• [Object point labels]
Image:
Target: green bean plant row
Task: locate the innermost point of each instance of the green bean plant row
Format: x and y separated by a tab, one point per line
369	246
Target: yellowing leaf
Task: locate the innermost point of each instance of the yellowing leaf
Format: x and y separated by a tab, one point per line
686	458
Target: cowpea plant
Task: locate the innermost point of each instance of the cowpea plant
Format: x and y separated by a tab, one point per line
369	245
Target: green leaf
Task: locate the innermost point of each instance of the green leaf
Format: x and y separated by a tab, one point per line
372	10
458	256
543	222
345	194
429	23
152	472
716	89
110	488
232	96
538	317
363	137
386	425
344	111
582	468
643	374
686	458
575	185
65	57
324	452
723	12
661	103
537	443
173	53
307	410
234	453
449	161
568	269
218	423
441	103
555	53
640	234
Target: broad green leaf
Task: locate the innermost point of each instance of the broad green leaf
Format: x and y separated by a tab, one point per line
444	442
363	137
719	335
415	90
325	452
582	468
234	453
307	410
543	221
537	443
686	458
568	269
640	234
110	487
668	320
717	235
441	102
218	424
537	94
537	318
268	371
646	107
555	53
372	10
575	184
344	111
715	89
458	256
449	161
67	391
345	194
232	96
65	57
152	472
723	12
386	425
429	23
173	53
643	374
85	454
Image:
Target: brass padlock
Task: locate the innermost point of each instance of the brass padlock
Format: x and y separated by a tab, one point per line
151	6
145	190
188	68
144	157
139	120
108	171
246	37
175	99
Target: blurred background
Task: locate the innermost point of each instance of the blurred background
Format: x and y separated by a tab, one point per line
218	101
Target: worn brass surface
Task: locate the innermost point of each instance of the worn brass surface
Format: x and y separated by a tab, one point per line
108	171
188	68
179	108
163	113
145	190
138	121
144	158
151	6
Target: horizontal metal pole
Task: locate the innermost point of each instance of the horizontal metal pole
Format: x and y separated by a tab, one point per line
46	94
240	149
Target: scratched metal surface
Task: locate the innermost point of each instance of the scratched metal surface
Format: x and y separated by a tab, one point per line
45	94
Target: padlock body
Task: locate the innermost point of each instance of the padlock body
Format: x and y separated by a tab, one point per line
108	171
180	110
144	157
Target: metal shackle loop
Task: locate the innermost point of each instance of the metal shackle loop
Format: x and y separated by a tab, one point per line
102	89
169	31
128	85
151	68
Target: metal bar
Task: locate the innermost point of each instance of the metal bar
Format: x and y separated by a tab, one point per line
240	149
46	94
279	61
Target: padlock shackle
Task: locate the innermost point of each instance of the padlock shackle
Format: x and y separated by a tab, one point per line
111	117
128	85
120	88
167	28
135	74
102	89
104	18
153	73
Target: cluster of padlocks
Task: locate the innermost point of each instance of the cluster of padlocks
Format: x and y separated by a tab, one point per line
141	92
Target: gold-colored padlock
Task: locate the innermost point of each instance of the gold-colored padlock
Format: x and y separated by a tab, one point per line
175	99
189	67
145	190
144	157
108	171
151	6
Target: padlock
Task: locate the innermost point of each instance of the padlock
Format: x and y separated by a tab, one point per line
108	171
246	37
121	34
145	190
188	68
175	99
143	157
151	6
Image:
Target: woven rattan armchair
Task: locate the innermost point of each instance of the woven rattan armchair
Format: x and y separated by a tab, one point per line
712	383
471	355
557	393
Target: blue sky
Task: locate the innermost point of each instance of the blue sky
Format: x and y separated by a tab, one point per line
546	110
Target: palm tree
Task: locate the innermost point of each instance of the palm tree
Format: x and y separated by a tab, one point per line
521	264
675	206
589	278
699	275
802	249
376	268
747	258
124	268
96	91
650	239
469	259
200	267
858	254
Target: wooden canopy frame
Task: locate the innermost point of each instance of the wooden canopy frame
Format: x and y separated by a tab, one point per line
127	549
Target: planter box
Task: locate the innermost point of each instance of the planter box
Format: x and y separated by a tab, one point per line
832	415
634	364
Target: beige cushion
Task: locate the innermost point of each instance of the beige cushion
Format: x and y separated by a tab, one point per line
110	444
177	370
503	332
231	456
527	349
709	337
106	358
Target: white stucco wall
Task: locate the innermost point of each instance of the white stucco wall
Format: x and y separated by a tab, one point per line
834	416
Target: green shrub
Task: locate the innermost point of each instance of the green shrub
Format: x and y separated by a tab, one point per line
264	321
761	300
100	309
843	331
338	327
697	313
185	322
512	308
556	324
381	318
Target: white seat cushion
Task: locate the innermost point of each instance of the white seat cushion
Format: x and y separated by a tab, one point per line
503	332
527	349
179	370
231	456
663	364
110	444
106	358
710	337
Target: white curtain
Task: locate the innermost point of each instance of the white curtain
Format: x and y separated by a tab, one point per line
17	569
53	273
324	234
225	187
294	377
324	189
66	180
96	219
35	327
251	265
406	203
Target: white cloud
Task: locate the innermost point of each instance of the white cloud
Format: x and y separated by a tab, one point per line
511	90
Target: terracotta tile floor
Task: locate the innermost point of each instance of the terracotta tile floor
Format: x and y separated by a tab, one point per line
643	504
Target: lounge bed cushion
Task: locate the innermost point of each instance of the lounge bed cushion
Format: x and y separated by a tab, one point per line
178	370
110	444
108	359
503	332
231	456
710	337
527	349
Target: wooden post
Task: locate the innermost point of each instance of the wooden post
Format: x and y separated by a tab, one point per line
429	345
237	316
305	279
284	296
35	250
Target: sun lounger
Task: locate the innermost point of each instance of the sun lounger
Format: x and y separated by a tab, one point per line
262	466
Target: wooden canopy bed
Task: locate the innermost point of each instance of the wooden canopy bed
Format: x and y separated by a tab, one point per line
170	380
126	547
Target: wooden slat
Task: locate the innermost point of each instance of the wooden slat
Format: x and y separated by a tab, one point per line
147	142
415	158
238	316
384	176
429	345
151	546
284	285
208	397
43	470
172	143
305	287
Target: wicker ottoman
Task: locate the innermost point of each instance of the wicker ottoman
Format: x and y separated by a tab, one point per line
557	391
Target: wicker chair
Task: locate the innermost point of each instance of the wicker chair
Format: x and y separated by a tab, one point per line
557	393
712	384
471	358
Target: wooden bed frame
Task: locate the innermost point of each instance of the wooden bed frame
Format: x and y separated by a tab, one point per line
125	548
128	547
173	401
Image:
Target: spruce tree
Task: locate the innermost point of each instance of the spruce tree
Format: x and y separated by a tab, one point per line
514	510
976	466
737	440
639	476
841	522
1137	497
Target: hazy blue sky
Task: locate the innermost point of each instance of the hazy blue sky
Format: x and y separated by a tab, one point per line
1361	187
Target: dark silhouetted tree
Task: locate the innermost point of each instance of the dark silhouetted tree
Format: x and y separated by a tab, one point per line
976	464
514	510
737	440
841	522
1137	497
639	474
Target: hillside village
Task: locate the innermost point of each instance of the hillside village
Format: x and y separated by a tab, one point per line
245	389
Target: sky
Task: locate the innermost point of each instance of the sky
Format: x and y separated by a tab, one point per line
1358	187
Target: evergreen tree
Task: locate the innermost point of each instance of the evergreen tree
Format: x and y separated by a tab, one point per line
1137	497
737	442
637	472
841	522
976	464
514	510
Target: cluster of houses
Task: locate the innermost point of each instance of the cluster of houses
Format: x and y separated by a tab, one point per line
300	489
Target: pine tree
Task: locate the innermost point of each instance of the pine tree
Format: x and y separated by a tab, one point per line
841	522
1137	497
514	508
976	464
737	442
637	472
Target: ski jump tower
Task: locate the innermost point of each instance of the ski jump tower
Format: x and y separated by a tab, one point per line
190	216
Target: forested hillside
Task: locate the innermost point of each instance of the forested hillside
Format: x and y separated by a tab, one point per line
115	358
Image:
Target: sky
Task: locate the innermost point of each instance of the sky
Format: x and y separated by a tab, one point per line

• [PROBLEM DESCRIPTION] Extract each entry in full, exactly as given.

• [RESULT OF THE TASK]
Image:
Target: green bean plant row
Task: locate the innermost point of each instance of the green bean plant row
Format: x and y separated by a tab, one point per line
369	246
Target: yellowing leaf
Task: locate the innermost point of each instance of the yellowing leaf
Format: x and y separated by a tab, one point per line
686	458
Target: cowpea plant
Task: locate the innermost point of each instance of the cowpea plant
Format: x and y separated by a tab, one point per line
369	245
Target: green leaf
Task: locate the innermost point of each instance of the green leaf
Format: x and y separated by a tab, one point per line
372	10
458	256
543	222
345	194
429	23
152	472
716	89
110	488
232	96
538	317
363	137
386	425
344	111
582	468
643	374
686	458
575	185
65	57
324	452
723	12
661	103
537	443
173	53
307	410
234	453
449	161
568	269
218	423
441	103
555	53
640	234
Target: broad green leaf
Task: locate the innermost point of each instance of the broad green leaf
Format: x and y separated by a tab, one point per line
444	442
363	137
719	335
415	90
325	452
582	468
234	453
307	410
543	221
537	443
686	458
568	269
640	234
110	487
668	320
717	235
441	102
218	424
537	94
537	318
268	371
646	107
555	53
372	10
575	184
344	111
715	89
458	256
449	161
67	391
345	194
232	96
65	57
152	472
723	12
386	425
429	23
173	53
643	374
85	454
Image:
Target: brass padlock
Task: locate the innermost point of each instance of the brass padlock
Format: x and y separated by a tab, one point per line
151	6
145	190
188	68
144	157
139	120
108	171
246	37
175	99
Target: blurred background
Task: locate the innermost point of each instance of the blurred background
Format: x and y separated by a tab, one point per line
218	101
Target: worn brass surface
Task: locate the innermost point of each instance of the worn brass surface
Format: x and y separated by a tab, one point per line
108	171
188	68
179	108
163	113
145	190
138	121
144	158
151	6
Target: horizontal metal pole
Task: locate the innermost point of each instance of the horizontal metal pole
Format: x and y separated by a tab, one point per line
46	94
240	149
Target: scratched metal surface
Task: locate the innermost point of each instance of the scratched metal surface
Format: x and y separated by a tab, one point per line
45	94
Target: padlock body
Task: locate the innermost point of each instance of the padlock body
Format: x and y separated by a tab, one point per line
108	171
180	110
144	157
Target: metal shackle loop
Task: locate the innermost point of each instance of the metal shackle loop
Format: x and y separated by a tab, one point per line
102	89
169	31
128	85
151	68
Target: metal bar
Task: locate the innermost point of each instance of the metal bar
Format: x and y separated by a tab, one point per line
240	149
46	94
279	61
Target: padlock shackle
Task: locate the innermost point of each instance of the padlock shackle
Format: x and y separated by a tab, one point per line
111	117
128	85
120	88
167	28
135	74
102	89
104	18
153	73
Target: cluster of padlocks
Task: locate the innermost point of each instance of the cluster of padlocks
Format: x and y separated by a tab, one point per line
141	92
Target: gold-colored padlock
Task: locate the innermost point of each instance of the gold-colored padlock
Format: x and y separated by a tab, one point per line
175	99
189	67
145	190
144	157
108	171
151	6
Target: padlock
Task: locate the innermost point of each instance of the padlock
Format: x and y separated by a tab, one point per line
108	171
246	37
121	34
145	190
188	68
175	99
143	157
151	6
Image:
Target: woven rattan armchair
Task: locate the innermost point of each instance of the woven rattan armchair
Format: x and y separated by a tab, one point per line
712	383
471	355
557	393
Target: blue sky
Task: locate the innermost point of each instance of the blue sky
Format: x and y separated by a tab, one point per line
546	110
Target: palm tree
Task: locate the innermost point of each instance of the palm tree
Format: x and y separated by a tab, one point per line
521	264
675	206
589	278
699	275
802	249
376	268
747	258
124	268
96	91
650	239
469	259
200	267
858	254
Target: wooden canopy frame
Task: locate the innermost point of each instance of the wooden canopy frame
Format: x and y separated by a tab, one point per line
127	549
Target: planter box
Task: locate the innermost point of each instance of the planter box
Format: x and y separated by a tab, one point per line
832	415
634	364
Target: beige cushion
Task: locate the innermost point of each instance of the beige cushion
Format: x and y separated by a tab, one point per line
110	444
177	370
503	332
231	456
527	349
709	337
106	358
Target: white stucco wall
Task: locate the innermost point of each instance of the white stucco wall
Format: x and y separated by a tab, one point per line
834	416
Target: green shrub
Task: locate the innermost point of each instance of the green shrub
Format: x and y separated by a tab, one point per line
264	321
761	300
100	309
843	331
338	327
697	313
185	322
512	308
556	324
381	318
Target: white seat cushion
Task: locate the innermost point of each instance of the white seat cushion
Format: x and y separated by a tab, one point per line
503	332
527	349
179	370
231	456
663	364
110	444
106	358
710	337
Target: white curtain
Task: locate the innermost point of each instance of the white curtain
Format: x and y separated by a tab, one point per line
17	569
53	273
324	234
225	187
294	377
324	189
66	180
96	219
35	327
251	265
406	203
Target: white cloud
Task: locate the innermost point of each instance of the white cloud
Format: x and y separated by a tab, one point per line
511	90
Target: terracotta tile floor
Task: locate the innermost point of each instance of the terracotta tile floor
Format: x and y separated by a tab, one point per line
643	504
Target: lounge bed cushion
Task: locate the innermost point of each instance of the lounge bed cushion
Format: x and y separated by a tab, one point per line
178	370
110	444
108	359
503	332
231	456
710	337
527	349
Target: wooden post
Task: locate the innermost point of each instance of the wooden post
Format: x and y separated by a tab, one point per line
429	345
237	316
305	279
284	296
35	250
Target: sun lounger
Task: locate the innermost point of each instance of the sun lounger
Format: x and y separated by a tab, one point per line
262	466
Target: wooden canopy bed
Task: locate the innermost point of each instance of the wooden canopy bed
Format: x and y separated by a tab, one point per line
170	380
126	547
Target: wooden slat
Task: locate the innermost point of each instance of the wooden slat
Format: x and y separated by a tab, one point per line
147	142
415	158
238	316
384	176
429	345
151	546
284	285
208	397
43	470
172	143
305	287
Target: wicker ottoman
Task: locate the innermost point of each instance of the wicker ottoman
Format: x and y separated by a tab, one point per line
557	391
Target: wicker chair
Task: locate the innermost point of each instance of the wicker chair
Format: x and y separated by a tab, one point per line
557	393
712	384
471	358
Target: wooden bed frame
Task: locate the innermost point of each instance of the wooden bed frame
Format: x and y separated by a tab, one point per line
125	548
128	547
173	401
Image:
Target: spruce tree
Task: locate the innermost point of each instance of the spruce tree
Format: x and y separated by a tab, one point per line
514	510
976	466
737	440
639	476
841	522
1137	497
Target: hazy blue sky
Task: locate the innermost point of each instance of the hazy blue sky
Format: x and y separated by a tab, one point per line
1361	187
Target: dark silhouetted tree
Task: locate the innermost point of each instance of the dark silhouetted tree
Format: x and y separated by a tab, one point per line
976	464
514	510
737	440
841	522
1137	497
639	474
Target: hillside village
Task: locate the innermost point of each instance of the hillside village
Format: x and y separated by a tab, one point per line
245	389
Target: sky
Task: locate the innermost point of each instance of the sky
Format: x and y separated by a tab, one point per line
1358	187
Target: evergreen tree
Task: locate the innermost point of each instance of the evergreen tree
Format: x and y separated by a tab, one point per line
1137	497
737	442
637	472
841	522
976	464
514	510
Target: cluster of houses
Task: locate the innermost point of each instance of the cluster of houses
Format: x and y separated by a tab, one point per line
300	489
Target: pine tree
Task: locate the innermost point of each instance of the pine tree
Format: x and y separated by a tab, one point per line
841	522
1137	497
514	508
976	464
737	442
637	472
Target: ski jump tower
Task: locate the innermost point of each instance of the ski jump tower
Format: x and y separated by a tab, one point per line
190	216
Target: forested hillside
Task: locate the innermost point of each instance of the forested hillside
Format: x and y separated by a tab, one point per line
115	358
Image:
Target: sky
Task: locate the innermost point of each instance of the sky
Format: x and y separated by a tab, one point per line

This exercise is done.